Items from a data source:
::::

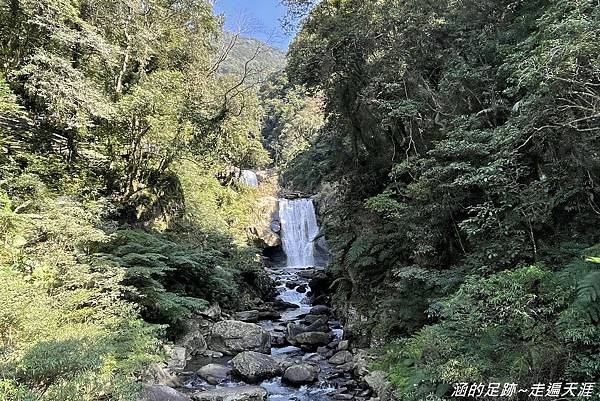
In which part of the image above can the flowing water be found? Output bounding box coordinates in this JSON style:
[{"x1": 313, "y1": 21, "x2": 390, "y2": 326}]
[{"x1": 183, "y1": 198, "x2": 350, "y2": 401}]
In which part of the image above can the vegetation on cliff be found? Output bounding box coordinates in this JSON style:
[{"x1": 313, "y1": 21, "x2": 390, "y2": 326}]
[{"x1": 284, "y1": 0, "x2": 600, "y2": 399}]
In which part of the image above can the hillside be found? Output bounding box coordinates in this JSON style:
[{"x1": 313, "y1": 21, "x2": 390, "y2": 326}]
[{"x1": 219, "y1": 32, "x2": 285, "y2": 80}]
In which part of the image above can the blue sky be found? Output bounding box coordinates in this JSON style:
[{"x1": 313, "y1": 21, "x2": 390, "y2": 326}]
[{"x1": 215, "y1": 0, "x2": 292, "y2": 51}]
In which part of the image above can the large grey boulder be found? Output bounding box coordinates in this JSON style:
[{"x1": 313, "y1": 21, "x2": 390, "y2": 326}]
[
  {"x1": 365, "y1": 370, "x2": 395, "y2": 401},
  {"x1": 292, "y1": 331, "x2": 331, "y2": 347},
  {"x1": 192, "y1": 386, "x2": 267, "y2": 401},
  {"x1": 231, "y1": 351, "x2": 281, "y2": 383},
  {"x1": 209, "y1": 320, "x2": 271, "y2": 355},
  {"x1": 138, "y1": 385, "x2": 191, "y2": 401},
  {"x1": 165, "y1": 345, "x2": 188, "y2": 372},
  {"x1": 281, "y1": 363, "x2": 320, "y2": 386},
  {"x1": 329, "y1": 351, "x2": 354, "y2": 365},
  {"x1": 197, "y1": 363, "x2": 231, "y2": 385}
]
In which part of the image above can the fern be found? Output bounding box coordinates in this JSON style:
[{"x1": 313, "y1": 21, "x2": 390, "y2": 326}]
[{"x1": 577, "y1": 256, "x2": 600, "y2": 323}]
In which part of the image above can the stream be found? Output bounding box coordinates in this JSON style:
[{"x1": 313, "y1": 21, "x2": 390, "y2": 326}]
[{"x1": 178, "y1": 198, "x2": 366, "y2": 401}]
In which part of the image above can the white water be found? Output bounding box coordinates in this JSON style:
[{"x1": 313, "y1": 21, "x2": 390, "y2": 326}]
[
  {"x1": 279, "y1": 198, "x2": 319, "y2": 267},
  {"x1": 240, "y1": 170, "x2": 258, "y2": 187}
]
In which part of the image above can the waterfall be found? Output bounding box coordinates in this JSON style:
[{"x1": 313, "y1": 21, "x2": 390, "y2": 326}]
[
  {"x1": 240, "y1": 170, "x2": 258, "y2": 187},
  {"x1": 279, "y1": 198, "x2": 319, "y2": 267}
]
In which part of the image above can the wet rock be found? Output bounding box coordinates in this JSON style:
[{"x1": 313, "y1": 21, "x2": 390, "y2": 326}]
[
  {"x1": 165, "y1": 345, "x2": 187, "y2": 371},
  {"x1": 281, "y1": 363, "x2": 320, "y2": 386},
  {"x1": 200, "y1": 304, "x2": 221, "y2": 321},
  {"x1": 231, "y1": 351, "x2": 281, "y2": 383},
  {"x1": 271, "y1": 334, "x2": 287, "y2": 347},
  {"x1": 258, "y1": 309, "x2": 281, "y2": 320},
  {"x1": 192, "y1": 386, "x2": 267, "y2": 401},
  {"x1": 273, "y1": 299, "x2": 300, "y2": 310},
  {"x1": 333, "y1": 393, "x2": 354, "y2": 400},
  {"x1": 209, "y1": 320, "x2": 271, "y2": 355},
  {"x1": 335, "y1": 362, "x2": 354, "y2": 373},
  {"x1": 247, "y1": 196, "x2": 281, "y2": 248},
  {"x1": 308, "y1": 271, "x2": 331, "y2": 296},
  {"x1": 202, "y1": 349, "x2": 223, "y2": 358},
  {"x1": 303, "y1": 315, "x2": 321, "y2": 324},
  {"x1": 294, "y1": 331, "x2": 330, "y2": 347},
  {"x1": 143, "y1": 363, "x2": 181, "y2": 387},
  {"x1": 197, "y1": 363, "x2": 231, "y2": 385},
  {"x1": 235, "y1": 310, "x2": 259, "y2": 323},
  {"x1": 310, "y1": 305, "x2": 331, "y2": 315},
  {"x1": 365, "y1": 370, "x2": 394, "y2": 401},
  {"x1": 304, "y1": 316, "x2": 330, "y2": 333},
  {"x1": 329, "y1": 351, "x2": 354, "y2": 365},
  {"x1": 298, "y1": 269, "x2": 315, "y2": 279},
  {"x1": 337, "y1": 340, "x2": 350, "y2": 351},
  {"x1": 138, "y1": 385, "x2": 191, "y2": 401},
  {"x1": 175, "y1": 318, "x2": 212, "y2": 357}
]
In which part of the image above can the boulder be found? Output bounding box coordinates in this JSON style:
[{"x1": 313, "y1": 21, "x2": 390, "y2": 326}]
[
  {"x1": 337, "y1": 340, "x2": 350, "y2": 351},
  {"x1": 310, "y1": 305, "x2": 331, "y2": 315},
  {"x1": 192, "y1": 386, "x2": 267, "y2": 401},
  {"x1": 293, "y1": 331, "x2": 331, "y2": 347},
  {"x1": 209, "y1": 320, "x2": 271, "y2": 355},
  {"x1": 138, "y1": 384, "x2": 191, "y2": 401},
  {"x1": 165, "y1": 345, "x2": 187, "y2": 371},
  {"x1": 273, "y1": 298, "x2": 300, "y2": 310},
  {"x1": 199, "y1": 304, "x2": 222, "y2": 321},
  {"x1": 329, "y1": 351, "x2": 354, "y2": 365},
  {"x1": 142, "y1": 363, "x2": 181, "y2": 387},
  {"x1": 175, "y1": 317, "x2": 213, "y2": 358},
  {"x1": 365, "y1": 370, "x2": 394, "y2": 401},
  {"x1": 281, "y1": 363, "x2": 320, "y2": 386},
  {"x1": 197, "y1": 363, "x2": 232, "y2": 385},
  {"x1": 235, "y1": 310, "x2": 259, "y2": 323},
  {"x1": 231, "y1": 351, "x2": 281, "y2": 383}
]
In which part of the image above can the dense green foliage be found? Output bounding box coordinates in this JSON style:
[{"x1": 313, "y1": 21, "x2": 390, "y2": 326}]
[
  {"x1": 0, "y1": 0, "x2": 270, "y2": 401},
  {"x1": 284, "y1": 0, "x2": 600, "y2": 398},
  {"x1": 261, "y1": 74, "x2": 323, "y2": 166}
]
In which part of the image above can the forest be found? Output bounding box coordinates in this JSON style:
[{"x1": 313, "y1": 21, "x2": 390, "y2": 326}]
[{"x1": 0, "y1": 0, "x2": 600, "y2": 401}]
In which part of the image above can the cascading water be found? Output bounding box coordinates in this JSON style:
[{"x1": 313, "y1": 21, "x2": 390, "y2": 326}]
[
  {"x1": 184, "y1": 198, "x2": 352, "y2": 401},
  {"x1": 240, "y1": 170, "x2": 258, "y2": 187},
  {"x1": 279, "y1": 198, "x2": 319, "y2": 267}
]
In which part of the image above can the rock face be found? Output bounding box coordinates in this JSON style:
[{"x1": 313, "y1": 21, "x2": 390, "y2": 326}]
[
  {"x1": 209, "y1": 320, "x2": 271, "y2": 355},
  {"x1": 281, "y1": 363, "x2": 320, "y2": 386},
  {"x1": 198, "y1": 363, "x2": 231, "y2": 385},
  {"x1": 192, "y1": 386, "x2": 267, "y2": 401},
  {"x1": 231, "y1": 351, "x2": 281, "y2": 383},
  {"x1": 248, "y1": 196, "x2": 281, "y2": 247},
  {"x1": 138, "y1": 385, "x2": 191, "y2": 401}
]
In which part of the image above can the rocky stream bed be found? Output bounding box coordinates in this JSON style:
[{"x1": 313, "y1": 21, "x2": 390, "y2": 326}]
[{"x1": 142, "y1": 199, "x2": 390, "y2": 401}]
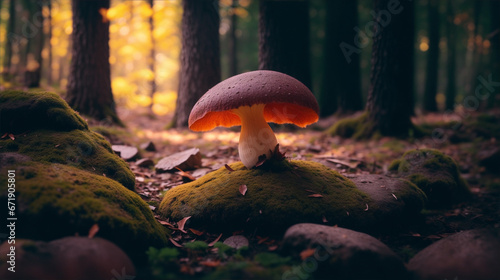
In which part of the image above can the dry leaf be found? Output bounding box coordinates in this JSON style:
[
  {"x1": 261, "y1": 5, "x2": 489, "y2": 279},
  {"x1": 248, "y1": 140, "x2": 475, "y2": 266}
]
[
  {"x1": 240, "y1": 185, "x2": 248, "y2": 195},
  {"x1": 177, "y1": 216, "x2": 191, "y2": 233},
  {"x1": 224, "y1": 164, "x2": 234, "y2": 172},
  {"x1": 300, "y1": 249, "x2": 316, "y2": 260},
  {"x1": 189, "y1": 228, "x2": 205, "y2": 236},
  {"x1": 168, "y1": 238, "x2": 182, "y2": 248},
  {"x1": 89, "y1": 224, "x2": 99, "y2": 238},
  {"x1": 208, "y1": 233, "x2": 222, "y2": 247}
]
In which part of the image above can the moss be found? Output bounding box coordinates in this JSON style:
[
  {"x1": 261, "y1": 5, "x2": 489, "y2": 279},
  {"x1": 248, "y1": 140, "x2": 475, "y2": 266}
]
[
  {"x1": 159, "y1": 161, "x2": 370, "y2": 234},
  {"x1": 0, "y1": 90, "x2": 88, "y2": 134},
  {"x1": 0, "y1": 162, "x2": 167, "y2": 262},
  {"x1": 389, "y1": 149, "x2": 470, "y2": 208},
  {"x1": 0, "y1": 130, "x2": 135, "y2": 189}
]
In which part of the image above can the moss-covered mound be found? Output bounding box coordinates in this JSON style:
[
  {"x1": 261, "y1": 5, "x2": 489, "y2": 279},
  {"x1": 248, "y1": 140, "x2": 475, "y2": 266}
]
[
  {"x1": 0, "y1": 162, "x2": 166, "y2": 262},
  {"x1": 0, "y1": 91, "x2": 135, "y2": 189},
  {"x1": 389, "y1": 149, "x2": 470, "y2": 208},
  {"x1": 0, "y1": 90, "x2": 88, "y2": 134},
  {"x1": 159, "y1": 161, "x2": 426, "y2": 234}
]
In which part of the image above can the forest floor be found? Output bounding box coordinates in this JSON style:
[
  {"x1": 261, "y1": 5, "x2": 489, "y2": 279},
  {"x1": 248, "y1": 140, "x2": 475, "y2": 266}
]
[{"x1": 92, "y1": 106, "x2": 500, "y2": 277}]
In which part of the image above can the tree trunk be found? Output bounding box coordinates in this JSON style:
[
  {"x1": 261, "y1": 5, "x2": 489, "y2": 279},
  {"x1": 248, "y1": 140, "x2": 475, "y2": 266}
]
[
  {"x1": 228, "y1": 0, "x2": 238, "y2": 76},
  {"x1": 259, "y1": 0, "x2": 311, "y2": 88},
  {"x1": 490, "y1": 0, "x2": 500, "y2": 107},
  {"x1": 424, "y1": 0, "x2": 440, "y2": 112},
  {"x1": 319, "y1": 0, "x2": 363, "y2": 116},
  {"x1": 2, "y1": 0, "x2": 16, "y2": 80},
  {"x1": 23, "y1": 1, "x2": 44, "y2": 88},
  {"x1": 66, "y1": 0, "x2": 121, "y2": 125},
  {"x1": 446, "y1": 0, "x2": 456, "y2": 111},
  {"x1": 174, "y1": 0, "x2": 221, "y2": 127},
  {"x1": 364, "y1": 0, "x2": 414, "y2": 136},
  {"x1": 148, "y1": 0, "x2": 156, "y2": 113}
]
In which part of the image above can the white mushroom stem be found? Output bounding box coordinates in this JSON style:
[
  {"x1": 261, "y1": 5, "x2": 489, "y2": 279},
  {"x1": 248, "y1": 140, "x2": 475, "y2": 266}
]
[{"x1": 233, "y1": 104, "x2": 278, "y2": 169}]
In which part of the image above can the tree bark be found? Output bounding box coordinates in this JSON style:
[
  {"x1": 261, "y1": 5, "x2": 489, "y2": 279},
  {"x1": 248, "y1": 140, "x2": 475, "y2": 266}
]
[
  {"x1": 446, "y1": 0, "x2": 456, "y2": 111},
  {"x1": 174, "y1": 0, "x2": 221, "y2": 127},
  {"x1": 66, "y1": 0, "x2": 121, "y2": 125},
  {"x1": 319, "y1": 0, "x2": 363, "y2": 116},
  {"x1": 365, "y1": 0, "x2": 414, "y2": 136},
  {"x1": 424, "y1": 0, "x2": 440, "y2": 112},
  {"x1": 259, "y1": 0, "x2": 311, "y2": 88}
]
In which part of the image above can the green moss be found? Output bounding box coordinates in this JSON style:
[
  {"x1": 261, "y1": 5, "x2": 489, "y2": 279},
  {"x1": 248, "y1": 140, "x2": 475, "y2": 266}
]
[
  {"x1": 0, "y1": 130, "x2": 135, "y2": 189},
  {"x1": 0, "y1": 90, "x2": 88, "y2": 134},
  {"x1": 0, "y1": 162, "x2": 167, "y2": 262},
  {"x1": 389, "y1": 149, "x2": 470, "y2": 208},
  {"x1": 159, "y1": 161, "x2": 370, "y2": 234}
]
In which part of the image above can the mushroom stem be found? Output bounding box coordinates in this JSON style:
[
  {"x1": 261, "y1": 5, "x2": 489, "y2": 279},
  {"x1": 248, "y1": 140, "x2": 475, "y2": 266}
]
[{"x1": 233, "y1": 104, "x2": 278, "y2": 169}]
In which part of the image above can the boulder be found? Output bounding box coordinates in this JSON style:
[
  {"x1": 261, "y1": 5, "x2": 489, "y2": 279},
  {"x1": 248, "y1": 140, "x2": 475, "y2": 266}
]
[
  {"x1": 389, "y1": 149, "x2": 470, "y2": 208},
  {"x1": 282, "y1": 224, "x2": 409, "y2": 280},
  {"x1": 408, "y1": 229, "x2": 500, "y2": 280},
  {"x1": 159, "y1": 161, "x2": 425, "y2": 235},
  {"x1": 0, "y1": 91, "x2": 135, "y2": 190}
]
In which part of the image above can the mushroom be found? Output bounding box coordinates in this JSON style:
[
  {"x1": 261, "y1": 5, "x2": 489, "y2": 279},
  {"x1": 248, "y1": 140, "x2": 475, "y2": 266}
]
[{"x1": 189, "y1": 70, "x2": 319, "y2": 168}]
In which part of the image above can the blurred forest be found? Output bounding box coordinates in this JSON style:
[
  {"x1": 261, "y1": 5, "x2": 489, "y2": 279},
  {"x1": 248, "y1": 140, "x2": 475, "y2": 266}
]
[{"x1": 0, "y1": 0, "x2": 500, "y2": 116}]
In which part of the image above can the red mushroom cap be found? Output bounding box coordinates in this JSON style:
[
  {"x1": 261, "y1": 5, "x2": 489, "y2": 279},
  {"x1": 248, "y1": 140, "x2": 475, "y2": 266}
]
[{"x1": 189, "y1": 70, "x2": 319, "y2": 131}]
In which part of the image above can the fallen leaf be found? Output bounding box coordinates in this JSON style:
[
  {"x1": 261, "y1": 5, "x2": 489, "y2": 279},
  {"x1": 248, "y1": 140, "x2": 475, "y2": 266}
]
[
  {"x1": 177, "y1": 216, "x2": 191, "y2": 233},
  {"x1": 224, "y1": 164, "x2": 234, "y2": 172},
  {"x1": 208, "y1": 233, "x2": 222, "y2": 247},
  {"x1": 200, "y1": 261, "x2": 220, "y2": 267},
  {"x1": 240, "y1": 185, "x2": 248, "y2": 195},
  {"x1": 168, "y1": 238, "x2": 182, "y2": 248},
  {"x1": 300, "y1": 249, "x2": 316, "y2": 260},
  {"x1": 189, "y1": 228, "x2": 204, "y2": 236},
  {"x1": 89, "y1": 224, "x2": 99, "y2": 238}
]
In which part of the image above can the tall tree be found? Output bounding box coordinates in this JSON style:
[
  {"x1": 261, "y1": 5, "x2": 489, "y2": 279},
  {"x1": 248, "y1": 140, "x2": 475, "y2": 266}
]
[
  {"x1": 174, "y1": 0, "x2": 221, "y2": 127},
  {"x1": 148, "y1": 0, "x2": 156, "y2": 112},
  {"x1": 259, "y1": 0, "x2": 311, "y2": 88},
  {"x1": 66, "y1": 0, "x2": 121, "y2": 124},
  {"x1": 319, "y1": 0, "x2": 362, "y2": 116},
  {"x1": 446, "y1": 0, "x2": 457, "y2": 111},
  {"x1": 424, "y1": 0, "x2": 440, "y2": 112},
  {"x1": 23, "y1": 0, "x2": 44, "y2": 88},
  {"x1": 2, "y1": 0, "x2": 16, "y2": 79},
  {"x1": 364, "y1": 0, "x2": 414, "y2": 136}
]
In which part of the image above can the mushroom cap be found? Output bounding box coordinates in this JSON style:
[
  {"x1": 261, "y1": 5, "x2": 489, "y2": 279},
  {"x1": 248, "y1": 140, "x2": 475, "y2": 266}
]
[{"x1": 189, "y1": 70, "x2": 319, "y2": 131}]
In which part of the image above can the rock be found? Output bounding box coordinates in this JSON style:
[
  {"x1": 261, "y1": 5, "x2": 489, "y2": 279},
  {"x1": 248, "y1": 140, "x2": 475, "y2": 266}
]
[
  {"x1": 0, "y1": 162, "x2": 167, "y2": 264},
  {"x1": 158, "y1": 161, "x2": 425, "y2": 235},
  {"x1": 155, "y1": 148, "x2": 201, "y2": 173},
  {"x1": 408, "y1": 229, "x2": 500, "y2": 280},
  {"x1": 140, "y1": 141, "x2": 156, "y2": 152},
  {"x1": 0, "y1": 237, "x2": 136, "y2": 280},
  {"x1": 135, "y1": 158, "x2": 155, "y2": 167},
  {"x1": 0, "y1": 91, "x2": 135, "y2": 189},
  {"x1": 224, "y1": 235, "x2": 248, "y2": 249},
  {"x1": 111, "y1": 145, "x2": 139, "y2": 161},
  {"x1": 282, "y1": 224, "x2": 409, "y2": 280},
  {"x1": 389, "y1": 149, "x2": 470, "y2": 208}
]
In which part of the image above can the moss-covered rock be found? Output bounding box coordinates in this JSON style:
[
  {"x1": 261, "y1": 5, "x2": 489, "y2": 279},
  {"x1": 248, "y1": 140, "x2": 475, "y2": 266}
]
[
  {"x1": 389, "y1": 149, "x2": 470, "y2": 208},
  {"x1": 0, "y1": 162, "x2": 166, "y2": 262},
  {"x1": 159, "y1": 161, "x2": 426, "y2": 234},
  {"x1": 0, "y1": 90, "x2": 88, "y2": 134},
  {"x1": 0, "y1": 91, "x2": 135, "y2": 189}
]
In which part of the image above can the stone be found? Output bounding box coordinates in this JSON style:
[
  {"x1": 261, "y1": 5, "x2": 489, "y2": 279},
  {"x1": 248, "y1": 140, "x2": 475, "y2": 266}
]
[
  {"x1": 408, "y1": 229, "x2": 500, "y2": 280},
  {"x1": 158, "y1": 160, "x2": 425, "y2": 235},
  {"x1": 0, "y1": 162, "x2": 168, "y2": 258},
  {"x1": 0, "y1": 237, "x2": 136, "y2": 280},
  {"x1": 389, "y1": 149, "x2": 470, "y2": 208},
  {"x1": 0, "y1": 91, "x2": 135, "y2": 189},
  {"x1": 155, "y1": 148, "x2": 201, "y2": 173},
  {"x1": 282, "y1": 224, "x2": 409, "y2": 280}
]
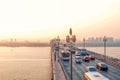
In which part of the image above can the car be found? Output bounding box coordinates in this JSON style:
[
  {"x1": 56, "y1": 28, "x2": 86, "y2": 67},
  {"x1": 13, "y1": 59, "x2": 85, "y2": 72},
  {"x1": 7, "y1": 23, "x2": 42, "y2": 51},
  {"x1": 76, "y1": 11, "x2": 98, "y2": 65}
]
[
  {"x1": 82, "y1": 56, "x2": 90, "y2": 62},
  {"x1": 81, "y1": 49, "x2": 87, "y2": 56},
  {"x1": 75, "y1": 51, "x2": 81, "y2": 56},
  {"x1": 75, "y1": 56, "x2": 82, "y2": 63},
  {"x1": 88, "y1": 55, "x2": 95, "y2": 60},
  {"x1": 96, "y1": 62, "x2": 108, "y2": 71},
  {"x1": 85, "y1": 66, "x2": 97, "y2": 72}
]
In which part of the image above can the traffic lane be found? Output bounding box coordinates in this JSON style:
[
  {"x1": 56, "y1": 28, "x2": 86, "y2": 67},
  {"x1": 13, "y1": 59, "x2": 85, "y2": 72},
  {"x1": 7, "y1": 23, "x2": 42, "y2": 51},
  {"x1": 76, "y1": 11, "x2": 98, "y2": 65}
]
[
  {"x1": 73, "y1": 57, "x2": 120, "y2": 80},
  {"x1": 60, "y1": 55, "x2": 120, "y2": 80},
  {"x1": 62, "y1": 58, "x2": 83, "y2": 80}
]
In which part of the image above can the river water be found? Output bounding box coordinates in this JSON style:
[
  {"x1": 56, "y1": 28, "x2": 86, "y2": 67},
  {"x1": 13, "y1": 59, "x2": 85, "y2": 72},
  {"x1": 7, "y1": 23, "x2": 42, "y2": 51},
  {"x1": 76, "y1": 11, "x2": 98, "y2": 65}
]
[
  {"x1": 0, "y1": 47, "x2": 52, "y2": 80},
  {"x1": 86, "y1": 47, "x2": 120, "y2": 59}
]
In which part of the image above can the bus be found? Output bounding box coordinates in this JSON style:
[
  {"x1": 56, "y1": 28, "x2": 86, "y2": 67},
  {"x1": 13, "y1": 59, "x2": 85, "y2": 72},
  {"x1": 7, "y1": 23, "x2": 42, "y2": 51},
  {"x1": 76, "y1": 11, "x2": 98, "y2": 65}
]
[
  {"x1": 83, "y1": 72, "x2": 109, "y2": 80},
  {"x1": 60, "y1": 50, "x2": 70, "y2": 61}
]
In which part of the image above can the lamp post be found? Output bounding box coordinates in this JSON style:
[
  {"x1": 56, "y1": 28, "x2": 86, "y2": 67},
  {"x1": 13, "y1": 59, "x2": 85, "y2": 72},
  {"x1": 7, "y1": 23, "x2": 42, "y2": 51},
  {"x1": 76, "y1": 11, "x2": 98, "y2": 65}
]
[
  {"x1": 57, "y1": 36, "x2": 60, "y2": 61},
  {"x1": 66, "y1": 28, "x2": 76, "y2": 80},
  {"x1": 83, "y1": 38, "x2": 85, "y2": 48},
  {"x1": 103, "y1": 36, "x2": 107, "y2": 62}
]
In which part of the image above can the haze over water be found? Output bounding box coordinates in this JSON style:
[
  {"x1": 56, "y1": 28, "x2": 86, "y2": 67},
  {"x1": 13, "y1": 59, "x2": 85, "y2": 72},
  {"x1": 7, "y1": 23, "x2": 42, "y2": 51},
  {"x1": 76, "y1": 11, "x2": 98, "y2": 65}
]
[{"x1": 0, "y1": 47, "x2": 51, "y2": 80}]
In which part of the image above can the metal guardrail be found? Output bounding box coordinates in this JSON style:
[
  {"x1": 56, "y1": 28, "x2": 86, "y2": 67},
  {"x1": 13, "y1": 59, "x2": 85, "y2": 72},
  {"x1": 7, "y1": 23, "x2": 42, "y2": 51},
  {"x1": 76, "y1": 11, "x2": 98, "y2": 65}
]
[{"x1": 87, "y1": 51, "x2": 120, "y2": 68}]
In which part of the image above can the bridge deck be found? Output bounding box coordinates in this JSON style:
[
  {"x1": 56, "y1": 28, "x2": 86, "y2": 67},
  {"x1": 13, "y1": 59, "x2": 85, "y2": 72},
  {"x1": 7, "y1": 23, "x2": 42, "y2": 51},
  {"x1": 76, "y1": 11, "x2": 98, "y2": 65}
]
[{"x1": 52, "y1": 53, "x2": 66, "y2": 80}]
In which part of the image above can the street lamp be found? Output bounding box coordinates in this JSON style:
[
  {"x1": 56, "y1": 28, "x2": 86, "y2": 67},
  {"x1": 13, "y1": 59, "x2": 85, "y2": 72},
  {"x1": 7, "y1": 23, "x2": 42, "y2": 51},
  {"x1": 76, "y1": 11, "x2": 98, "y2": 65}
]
[
  {"x1": 57, "y1": 36, "x2": 60, "y2": 60},
  {"x1": 83, "y1": 38, "x2": 85, "y2": 48},
  {"x1": 66, "y1": 28, "x2": 76, "y2": 80},
  {"x1": 103, "y1": 36, "x2": 107, "y2": 62}
]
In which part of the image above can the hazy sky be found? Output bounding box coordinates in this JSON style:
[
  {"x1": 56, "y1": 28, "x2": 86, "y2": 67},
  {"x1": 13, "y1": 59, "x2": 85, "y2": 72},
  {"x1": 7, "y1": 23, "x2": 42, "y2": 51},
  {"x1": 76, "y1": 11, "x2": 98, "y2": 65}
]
[{"x1": 0, "y1": 0, "x2": 120, "y2": 42}]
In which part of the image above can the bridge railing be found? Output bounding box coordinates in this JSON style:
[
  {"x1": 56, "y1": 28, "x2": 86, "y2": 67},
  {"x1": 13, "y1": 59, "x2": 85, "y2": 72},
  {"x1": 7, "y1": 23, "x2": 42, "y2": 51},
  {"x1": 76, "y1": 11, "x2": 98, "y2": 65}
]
[{"x1": 87, "y1": 50, "x2": 120, "y2": 68}]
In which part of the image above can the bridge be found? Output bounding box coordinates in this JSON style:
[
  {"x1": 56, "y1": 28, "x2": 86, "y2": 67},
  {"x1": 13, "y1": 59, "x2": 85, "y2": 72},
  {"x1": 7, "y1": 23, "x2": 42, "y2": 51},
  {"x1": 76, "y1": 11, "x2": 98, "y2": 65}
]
[
  {"x1": 53, "y1": 47, "x2": 120, "y2": 80},
  {"x1": 51, "y1": 28, "x2": 120, "y2": 80}
]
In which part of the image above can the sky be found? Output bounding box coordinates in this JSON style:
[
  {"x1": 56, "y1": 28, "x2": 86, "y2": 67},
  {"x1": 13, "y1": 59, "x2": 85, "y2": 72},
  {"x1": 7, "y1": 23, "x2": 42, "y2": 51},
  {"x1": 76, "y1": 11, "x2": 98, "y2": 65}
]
[{"x1": 0, "y1": 0, "x2": 120, "y2": 42}]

::::

Copy the items above word for word, starting at the line that contains "In which part of the image above can the sky" and ending at the end of the items.

> _Written reply_:
In which part of the image above can the sky be found? Output bounding box coordinates in this JSON style:
[
  {"x1": 56, "y1": 28, "x2": 86, "y2": 67},
  {"x1": 13, "y1": 59, "x2": 85, "y2": 72},
  {"x1": 7, "y1": 23, "x2": 42, "y2": 51},
  {"x1": 76, "y1": 11, "x2": 98, "y2": 65}
]
[{"x1": 0, "y1": 0, "x2": 120, "y2": 42}]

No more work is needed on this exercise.